## Selection
____

Commerce professor’s research reminds us that The Next Big Thing comes with a cost

Neil Webb

You click on the picture of your grandbaby and feel a zing of joy, so you click on the cat video and chuckle, and then on What Former Child Stars Look Like Now and whoosh, another hour of your life is gone. Your coffee is cold, your morning momentum has dissipated into the cloud and whatever you would have done with that time is no longer an option.

That’s the technology paradox, says commerce professor David Mick, who first studied our conflicted relationship with technology back when it was as simple as an answering machine. Before that, if you weren’t near the phone you simply missed the call. But now a decision had to be made—whether to listen.

“Suddenly you have to have a new routine of checking the machine all of the time,” Mick says. “Occasionally it may misfire and you have to re-record, or it gets too full of messages. These are things you have to become vigilant to, and now you have to deal with something that just recently you didn’t have to manage or maintain, and that requires not just time but psychic energy. And maybe you don’t wind up talking to another human being but to their machine, and something in the relationship shifts.”

Fast forward to smartphones and social media, and the constant sense that you will never quite catch up, and further that you’re somehow incompetent or old for not adopting the newest “it” thing.

“One of the top things we saw in our research is the way technology gets sold to us,” Mick says. “We believe in it as something that gives us a kind of freedom, to do more, to control our lives, to be somewhere else almost immediately by typing an email or doing a search, but at the same time that it frees us it enslaves us. We become so attached to it that we lose the ability to get those same benefits out of other things in our lives, and while it gives us a sense of power and control, we’re only one step away from having the opposite, a kind of anarchy when our technology fails.”

There’s a cost even if it doesn’t break down.

“You see college students walking side by side, supposedly together, and they go into a restaurant and they’re all on their phones,” Mick says. “Many of us think being with someone is looking them in the face and being present with them, but you have a generation adapting to these technologies that tends to think they’re together with the person who is by their side and with the person they’re texting with.”

“Technology alters our reality,” Mick says. “What does it mean to have a friend? In the past it would be hugs and tears and pats on the back. Technology as it evolves shifts our habits, our knowledge structure, our sense of what is real and not, it changes our definitions and concepts of what we thought was true, what is a friend, a home, what does it mean to communicate?”

All of which should be taken into consideration when you enter a relationship with a new technology. It will change your routines and expectations, you’ll have to invest time to understand and maintain it, and you’ll have to give up something—whether television or a Sunday drive in the country or reading to your child—in exchange.

“When buying technology you have to think through the potential paradoxes,” he says. “Is this something I’m going to be able to live with and use its capacity to be closer to other people, or am I going to get carried away with the other side of it, to be disconnected or blocked?

“Technology puts up these tensions pretty consistently, so you have to ask yourself what you think it’s going to do, and weigh that against its potential to do the opposite.”

____

## Dataset records
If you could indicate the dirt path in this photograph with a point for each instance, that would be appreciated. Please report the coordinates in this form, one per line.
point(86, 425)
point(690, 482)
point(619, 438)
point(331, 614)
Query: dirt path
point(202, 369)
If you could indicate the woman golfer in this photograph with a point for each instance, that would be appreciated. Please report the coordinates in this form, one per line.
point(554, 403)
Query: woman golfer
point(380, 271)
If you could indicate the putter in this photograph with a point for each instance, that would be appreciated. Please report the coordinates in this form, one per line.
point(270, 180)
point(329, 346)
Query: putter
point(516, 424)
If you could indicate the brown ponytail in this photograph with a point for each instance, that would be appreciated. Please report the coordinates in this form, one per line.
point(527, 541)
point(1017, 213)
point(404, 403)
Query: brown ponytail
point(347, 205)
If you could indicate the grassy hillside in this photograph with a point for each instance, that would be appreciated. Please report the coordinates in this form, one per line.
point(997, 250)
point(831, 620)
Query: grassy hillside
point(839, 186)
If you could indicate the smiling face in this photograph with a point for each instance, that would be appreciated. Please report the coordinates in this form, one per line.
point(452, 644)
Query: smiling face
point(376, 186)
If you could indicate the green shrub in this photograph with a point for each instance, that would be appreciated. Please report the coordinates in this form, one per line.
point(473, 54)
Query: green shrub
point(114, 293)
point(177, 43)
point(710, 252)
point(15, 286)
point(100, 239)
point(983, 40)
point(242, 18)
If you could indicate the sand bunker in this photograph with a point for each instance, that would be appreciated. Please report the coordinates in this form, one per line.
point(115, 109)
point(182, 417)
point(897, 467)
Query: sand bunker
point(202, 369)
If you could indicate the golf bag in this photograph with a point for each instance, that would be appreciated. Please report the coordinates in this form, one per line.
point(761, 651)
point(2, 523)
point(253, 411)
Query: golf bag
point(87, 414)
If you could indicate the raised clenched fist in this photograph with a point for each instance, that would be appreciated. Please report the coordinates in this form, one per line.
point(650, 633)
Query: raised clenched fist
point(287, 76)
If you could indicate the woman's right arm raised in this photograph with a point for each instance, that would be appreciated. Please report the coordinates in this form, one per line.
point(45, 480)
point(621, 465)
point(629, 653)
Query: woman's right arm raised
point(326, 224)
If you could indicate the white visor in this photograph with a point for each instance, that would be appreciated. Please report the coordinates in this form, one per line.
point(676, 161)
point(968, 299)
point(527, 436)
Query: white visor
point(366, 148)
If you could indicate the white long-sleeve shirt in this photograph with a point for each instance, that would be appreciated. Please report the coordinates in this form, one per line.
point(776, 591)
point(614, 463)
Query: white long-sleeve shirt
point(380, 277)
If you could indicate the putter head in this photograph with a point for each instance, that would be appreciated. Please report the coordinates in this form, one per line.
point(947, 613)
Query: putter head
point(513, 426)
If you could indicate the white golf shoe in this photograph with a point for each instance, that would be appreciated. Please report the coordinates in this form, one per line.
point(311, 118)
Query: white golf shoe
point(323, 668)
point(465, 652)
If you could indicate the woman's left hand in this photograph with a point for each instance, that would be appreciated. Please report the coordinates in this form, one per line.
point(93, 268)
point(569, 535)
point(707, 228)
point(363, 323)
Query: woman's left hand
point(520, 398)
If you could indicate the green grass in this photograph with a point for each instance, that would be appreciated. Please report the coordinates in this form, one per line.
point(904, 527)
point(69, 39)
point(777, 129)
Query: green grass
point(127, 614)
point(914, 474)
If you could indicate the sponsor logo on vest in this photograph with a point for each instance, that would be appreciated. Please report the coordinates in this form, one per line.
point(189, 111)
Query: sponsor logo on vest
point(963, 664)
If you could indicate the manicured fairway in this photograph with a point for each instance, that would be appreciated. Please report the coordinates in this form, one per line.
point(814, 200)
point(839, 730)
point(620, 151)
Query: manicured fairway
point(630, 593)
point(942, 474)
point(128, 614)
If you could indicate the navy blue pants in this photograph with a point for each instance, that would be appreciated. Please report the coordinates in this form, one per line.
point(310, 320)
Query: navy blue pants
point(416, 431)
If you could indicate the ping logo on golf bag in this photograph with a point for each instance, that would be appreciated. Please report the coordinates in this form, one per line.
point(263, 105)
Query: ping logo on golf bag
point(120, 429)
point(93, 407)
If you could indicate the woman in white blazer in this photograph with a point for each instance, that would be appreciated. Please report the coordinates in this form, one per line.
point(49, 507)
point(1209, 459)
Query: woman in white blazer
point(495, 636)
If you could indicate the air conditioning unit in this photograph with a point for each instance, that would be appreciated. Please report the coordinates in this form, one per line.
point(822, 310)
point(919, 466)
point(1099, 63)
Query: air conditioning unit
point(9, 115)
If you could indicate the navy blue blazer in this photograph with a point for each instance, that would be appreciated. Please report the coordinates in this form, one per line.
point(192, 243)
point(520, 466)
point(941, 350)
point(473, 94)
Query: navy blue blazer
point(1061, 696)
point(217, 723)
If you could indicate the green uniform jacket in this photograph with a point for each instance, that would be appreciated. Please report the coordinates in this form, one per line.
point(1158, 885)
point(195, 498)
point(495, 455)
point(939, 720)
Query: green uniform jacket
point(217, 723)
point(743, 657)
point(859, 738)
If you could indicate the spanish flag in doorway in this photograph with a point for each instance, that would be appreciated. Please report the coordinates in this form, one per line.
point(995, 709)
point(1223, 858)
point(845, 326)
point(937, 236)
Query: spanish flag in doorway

____

## List of tasks
A – Answer these about the article on the technology paradox:
(i) What device was the subject when David Mick first studied our conflicted relationship with technology?
(ii) According to Mick, where do the college students go before they are all on their phones?
(iii) What three things does the article give as examples of what you might give up in exchange for a new technology?
B – Extract the passage of the technology paradox article from "You click on the picture" up to and including "longer an option.".

## The answers
A –
(i) An answering machine.
(ii) A restaurant.
(iii) Television, a Sunday drive in the country, and reading to your child.

B –
You click on the picture of your grandbaby and feel a zing of joy, so you click on the cat video and chuckle, and then on What Former Child Stars Look Like Now and whoosh, another hour of your life is gone. Your coffee is cold, your morning momentum has dissipated into the cloud and whatever you would have done with that time is no longer an option.